===== Texte à lire
Jean-Michel Quatrepoint : Ce sont des bigots ! Vous êtes sommés d'adhérer au dogme, et si vous n'adhérez pas au dogme, vous êtes excommuniés en vue d'une rééducation. On est bien dans une religion, qui veut vous obliger à penser, dans le cadre des dogmes. Revenons pour l'illustrer sur le problème du féminisme. Bien évidemment, les femmes voulaient être égales en droit aux hommes. Il était même incroyable qu'il ait fallu attendre le Général de Gaulle avant qu'on leur donne le droit de vote. C'était cela le combat réel du féminisme, celui qui demandait les mêmes droits. Nous pensons que les femmes et les hommes doivent être bien évidemment égaux en droit comme d’ailleurs tous les êtres humains, mais il sont différents et complémentaires. L'être humain progresse de ces complémentarités et de ses différences. Il faut accepter la différence. Mais on essaye de nous imposer une seule vision, un seul modèle, et les féministes les plus extrêmes (dans le cadre des genders théories etc.) vont vers l'androgynie. Le vrai féminisme indispensable était pour l'égalité des droits. Historiquement, dans les pays occidentaux, l'objectif est atteint, même s'il reste un certain nombre de domaines dans lesquels il pourrait y avoir des améliorations.
==========
===== Liste des enregistrements
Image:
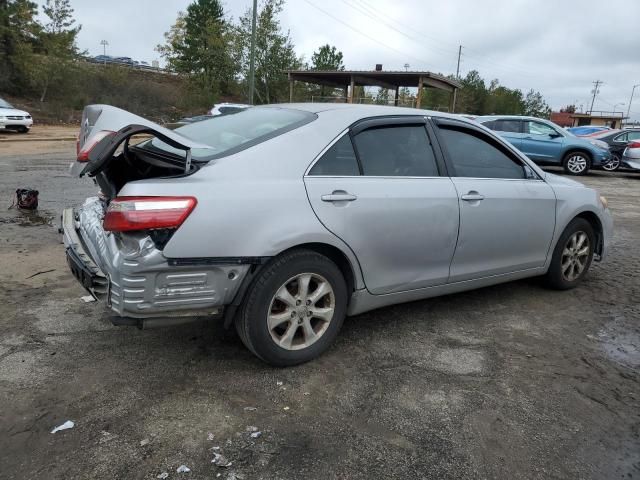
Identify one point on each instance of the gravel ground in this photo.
(513, 381)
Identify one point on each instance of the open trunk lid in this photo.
(109, 127)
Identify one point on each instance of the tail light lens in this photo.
(90, 144)
(126, 214)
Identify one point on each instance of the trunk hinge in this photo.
(187, 166)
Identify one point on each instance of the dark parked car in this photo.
(617, 140)
(546, 143)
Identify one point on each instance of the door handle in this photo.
(472, 197)
(338, 196)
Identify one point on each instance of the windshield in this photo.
(5, 104)
(229, 134)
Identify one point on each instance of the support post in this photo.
(352, 85)
(291, 80)
(419, 97)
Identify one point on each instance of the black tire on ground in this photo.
(576, 163)
(251, 322)
(556, 277)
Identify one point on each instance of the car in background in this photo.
(587, 130)
(227, 108)
(631, 156)
(283, 219)
(13, 119)
(546, 143)
(617, 141)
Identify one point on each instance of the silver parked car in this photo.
(284, 219)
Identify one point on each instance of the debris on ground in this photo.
(65, 426)
(220, 460)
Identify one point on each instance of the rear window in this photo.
(228, 134)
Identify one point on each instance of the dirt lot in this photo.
(513, 381)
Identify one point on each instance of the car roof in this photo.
(510, 117)
(366, 111)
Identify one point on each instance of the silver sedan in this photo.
(284, 219)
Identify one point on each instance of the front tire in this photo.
(576, 163)
(294, 309)
(572, 256)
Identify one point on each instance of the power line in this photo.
(373, 39)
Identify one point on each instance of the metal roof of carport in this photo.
(380, 78)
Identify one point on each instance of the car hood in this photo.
(6, 112)
(553, 179)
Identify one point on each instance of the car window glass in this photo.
(633, 136)
(338, 160)
(621, 138)
(507, 126)
(537, 128)
(403, 151)
(474, 155)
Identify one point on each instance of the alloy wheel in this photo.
(577, 163)
(300, 311)
(575, 256)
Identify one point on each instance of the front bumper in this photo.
(134, 278)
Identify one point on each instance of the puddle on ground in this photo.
(29, 218)
(620, 340)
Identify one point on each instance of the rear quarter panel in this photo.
(253, 203)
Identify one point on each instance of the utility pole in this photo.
(252, 60)
(631, 100)
(104, 44)
(455, 90)
(595, 92)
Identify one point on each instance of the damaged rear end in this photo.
(115, 243)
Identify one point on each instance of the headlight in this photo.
(604, 202)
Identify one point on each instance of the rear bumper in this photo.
(134, 278)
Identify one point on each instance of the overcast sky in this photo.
(556, 47)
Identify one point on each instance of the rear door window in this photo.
(396, 151)
(473, 154)
(338, 161)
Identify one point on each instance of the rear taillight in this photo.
(83, 153)
(126, 214)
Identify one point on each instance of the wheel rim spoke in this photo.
(297, 320)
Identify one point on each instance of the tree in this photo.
(327, 58)
(535, 106)
(200, 44)
(274, 52)
(18, 33)
(56, 46)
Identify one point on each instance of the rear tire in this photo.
(576, 163)
(294, 309)
(572, 255)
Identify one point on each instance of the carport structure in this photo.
(393, 80)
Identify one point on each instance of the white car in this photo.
(13, 119)
(227, 108)
(631, 156)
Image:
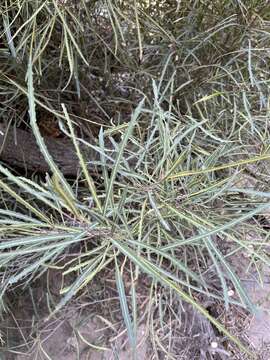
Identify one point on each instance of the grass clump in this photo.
(175, 99)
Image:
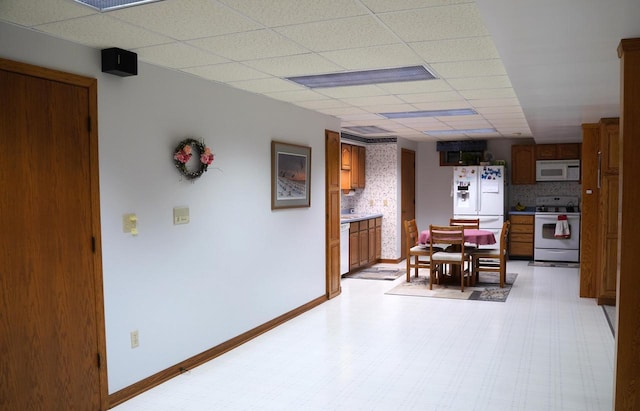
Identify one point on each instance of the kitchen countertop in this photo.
(526, 211)
(348, 218)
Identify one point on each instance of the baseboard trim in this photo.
(141, 386)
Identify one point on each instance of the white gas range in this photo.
(557, 229)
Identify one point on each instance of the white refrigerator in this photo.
(480, 192)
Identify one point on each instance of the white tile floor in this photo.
(543, 349)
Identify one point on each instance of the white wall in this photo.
(434, 204)
(237, 264)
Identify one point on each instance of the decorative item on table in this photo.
(185, 151)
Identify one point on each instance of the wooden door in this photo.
(589, 217)
(51, 309)
(408, 194)
(608, 210)
(332, 229)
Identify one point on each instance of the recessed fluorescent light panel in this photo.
(108, 5)
(431, 113)
(366, 129)
(359, 78)
(465, 131)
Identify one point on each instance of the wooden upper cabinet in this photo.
(569, 151)
(362, 160)
(609, 145)
(523, 164)
(565, 151)
(346, 157)
(546, 151)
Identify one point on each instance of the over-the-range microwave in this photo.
(558, 170)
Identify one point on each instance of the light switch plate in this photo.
(180, 215)
(130, 223)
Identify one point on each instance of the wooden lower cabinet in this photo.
(521, 236)
(365, 243)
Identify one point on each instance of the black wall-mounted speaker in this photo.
(119, 62)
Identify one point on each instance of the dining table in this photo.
(471, 235)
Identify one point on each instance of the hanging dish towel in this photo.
(562, 227)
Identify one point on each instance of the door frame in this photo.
(91, 85)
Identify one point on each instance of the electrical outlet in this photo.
(135, 339)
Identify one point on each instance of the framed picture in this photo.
(290, 175)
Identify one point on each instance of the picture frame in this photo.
(290, 175)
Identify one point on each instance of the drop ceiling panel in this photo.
(340, 34)
(380, 6)
(177, 55)
(387, 56)
(226, 72)
(299, 65)
(295, 95)
(411, 87)
(186, 19)
(437, 23)
(250, 45)
(102, 31)
(266, 85)
(474, 82)
(352, 91)
(476, 68)
(32, 13)
(470, 48)
(448, 96)
(372, 101)
(288, 12)
(488, 93)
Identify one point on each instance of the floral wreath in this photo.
(183, 154)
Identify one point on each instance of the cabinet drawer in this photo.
(523, 249)
(519, 228)
(521, 238)
(521, 219)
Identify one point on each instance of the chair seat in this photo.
(447, 256)
(486, 252)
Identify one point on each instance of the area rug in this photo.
(486, 289)
(553, 264)
(376, 273)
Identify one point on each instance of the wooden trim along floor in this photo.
(141, 386)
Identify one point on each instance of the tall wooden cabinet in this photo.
(599, 219)
(352, 174)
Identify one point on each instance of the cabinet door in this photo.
(346, 157)
(354, 249)
(523, 164)
(608, 239)
(546, 151)
(609, 145)
(364, 247)
(362, 159)
(570, 151)
(378, 238)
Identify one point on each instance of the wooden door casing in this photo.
(408, 193)
(332, 229)
(52, 312)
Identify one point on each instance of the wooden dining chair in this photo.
(467, 223)
(454, 254)
(417, 255)
(492, 260)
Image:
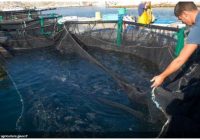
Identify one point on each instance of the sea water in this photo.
(47, 91)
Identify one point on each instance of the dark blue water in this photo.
(60, 93)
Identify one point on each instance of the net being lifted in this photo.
(34, 34)
(156, 44)
(70, 43)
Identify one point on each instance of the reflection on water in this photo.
(60, 93)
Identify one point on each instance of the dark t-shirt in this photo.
(141, 8)
(194, 34)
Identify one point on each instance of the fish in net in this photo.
(71, 44)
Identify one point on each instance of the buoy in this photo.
(97, 16)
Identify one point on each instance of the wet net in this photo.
(155, 44)
(37, 33)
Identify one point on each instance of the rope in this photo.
(19, 94)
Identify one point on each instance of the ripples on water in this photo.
(60, 93)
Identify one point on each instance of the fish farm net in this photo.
(156, 44)
(36, 33)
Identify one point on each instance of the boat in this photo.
(36, 32)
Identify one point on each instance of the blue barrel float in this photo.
(121, 13)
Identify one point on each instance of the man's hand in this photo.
(157, 81)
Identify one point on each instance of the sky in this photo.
(123, 2)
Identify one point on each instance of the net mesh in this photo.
(31, 35)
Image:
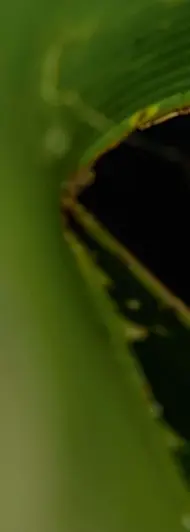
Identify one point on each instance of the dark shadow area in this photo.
(165, 360)
(142, 196)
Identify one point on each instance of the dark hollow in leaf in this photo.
(141, 194)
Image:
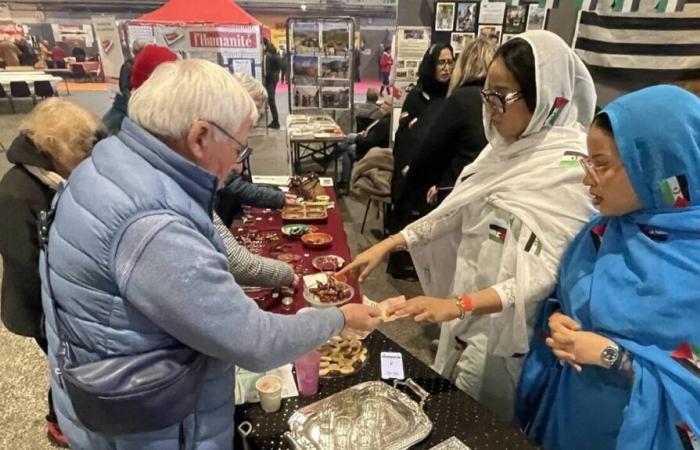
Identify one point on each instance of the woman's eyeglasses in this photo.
(244, 150)
(497, 101)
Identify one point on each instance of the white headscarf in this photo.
(524, 178)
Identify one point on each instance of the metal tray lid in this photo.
(368, 416)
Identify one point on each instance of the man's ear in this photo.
(197, 140)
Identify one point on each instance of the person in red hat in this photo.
(145, 63)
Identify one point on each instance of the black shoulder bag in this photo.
(125, 394)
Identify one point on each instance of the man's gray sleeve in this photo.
(175, 277)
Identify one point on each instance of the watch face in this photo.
(610, 355)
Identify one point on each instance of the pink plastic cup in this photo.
(307, 368)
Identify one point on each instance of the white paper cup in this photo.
(269, 389)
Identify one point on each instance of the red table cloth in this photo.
(262, 220)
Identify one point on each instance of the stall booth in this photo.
(222, 32)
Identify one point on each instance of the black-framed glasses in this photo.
(244, 150)
(497, 101)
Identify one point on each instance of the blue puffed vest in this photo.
(127, 177)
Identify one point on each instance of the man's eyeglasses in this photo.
(497, 101)
(244, 150)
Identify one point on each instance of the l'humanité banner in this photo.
(237, 41)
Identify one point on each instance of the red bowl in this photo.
(317, 240)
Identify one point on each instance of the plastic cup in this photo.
(307, 368)
(269, 389)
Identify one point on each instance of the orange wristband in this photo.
(466, 301)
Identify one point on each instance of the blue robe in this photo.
(635, 279)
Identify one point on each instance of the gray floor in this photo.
(23, 378)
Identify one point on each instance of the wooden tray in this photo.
(303, 213)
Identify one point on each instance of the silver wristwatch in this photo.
(610, 355)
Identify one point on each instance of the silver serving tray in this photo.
(368, 416)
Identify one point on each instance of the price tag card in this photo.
(392, 365)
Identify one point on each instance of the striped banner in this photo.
(642, 40)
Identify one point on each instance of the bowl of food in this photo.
(328, 263)
(317, 240)
(328, 293)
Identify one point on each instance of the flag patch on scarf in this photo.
(571, 159)
(654, 234)
(675, 191)
(534, 245)
(597, 233)
(689, 356)
(689, 439)
(497, 233)
(558, 105)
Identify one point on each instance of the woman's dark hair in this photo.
(426, 71)
(520, 61)
(602, 121)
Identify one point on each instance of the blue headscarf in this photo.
(635, 279)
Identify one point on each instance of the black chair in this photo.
(78, 72)
(361, 123)
(20, 89)
(44, 89)
(3, 94)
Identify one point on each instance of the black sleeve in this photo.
(125, 78)
(378, 136)
(19, 246)
(439, 145)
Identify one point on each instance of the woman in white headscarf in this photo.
(488, 255)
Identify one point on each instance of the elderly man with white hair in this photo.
(134, 264)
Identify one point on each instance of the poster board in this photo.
(458, 22)
(321, 62)
(109, 46)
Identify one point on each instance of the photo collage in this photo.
(496, 21)
(321, 64)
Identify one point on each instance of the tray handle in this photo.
==========
Travail à faire –
(a) Traduisez en anglais cette phrase du texte sur le féminisme : « C'était cela le combat réel du féminisme, celui qui demandait les mêmes droits. »
(b) Poursuivez le texte sur le féminisme à partir de sa dernière phrase.
Les enregistrements n'ont aucun rôle dans ce travail.

Réponses –
(a) That was the real fight of feminism, the one that demanded the same rights.

(b)
Mais les combats de ces minorités partent toujours d'un bon combat qui un jour obtient des résultats. Le jour où ils obtiennent ces résultats se pose alors la question : "qu'est-ce que nous devenons, en tant qu'association, qu'ONG ?". C'est à ce moment-là que ces groupes, pour pouvoir continuer à exister et même tout simplement à survivre financièrement,poussent le bouchon toujours un peu plus loin. Et là on bascule dans le déséquilibre. De la même façon qu'il y a eu des déséquilibres en défaveur des homosexuels, des femmes et des minorités. Mais ceux-ci sont en passe d’être gommés, et le balancier passe totalement de l'autre côté. On en arrive à des aberrations sur la négation du genre humain, comme dans le cas des spécistes. Prenons le cas des végans : il est très compréhensible que certains souhaitent suivre ce régime. C'est parfaitement leur droit. Mais qu'ils n'empêchent pas les autres de manger de la viande.

Là, on est dans la religion et dans l'excommunication.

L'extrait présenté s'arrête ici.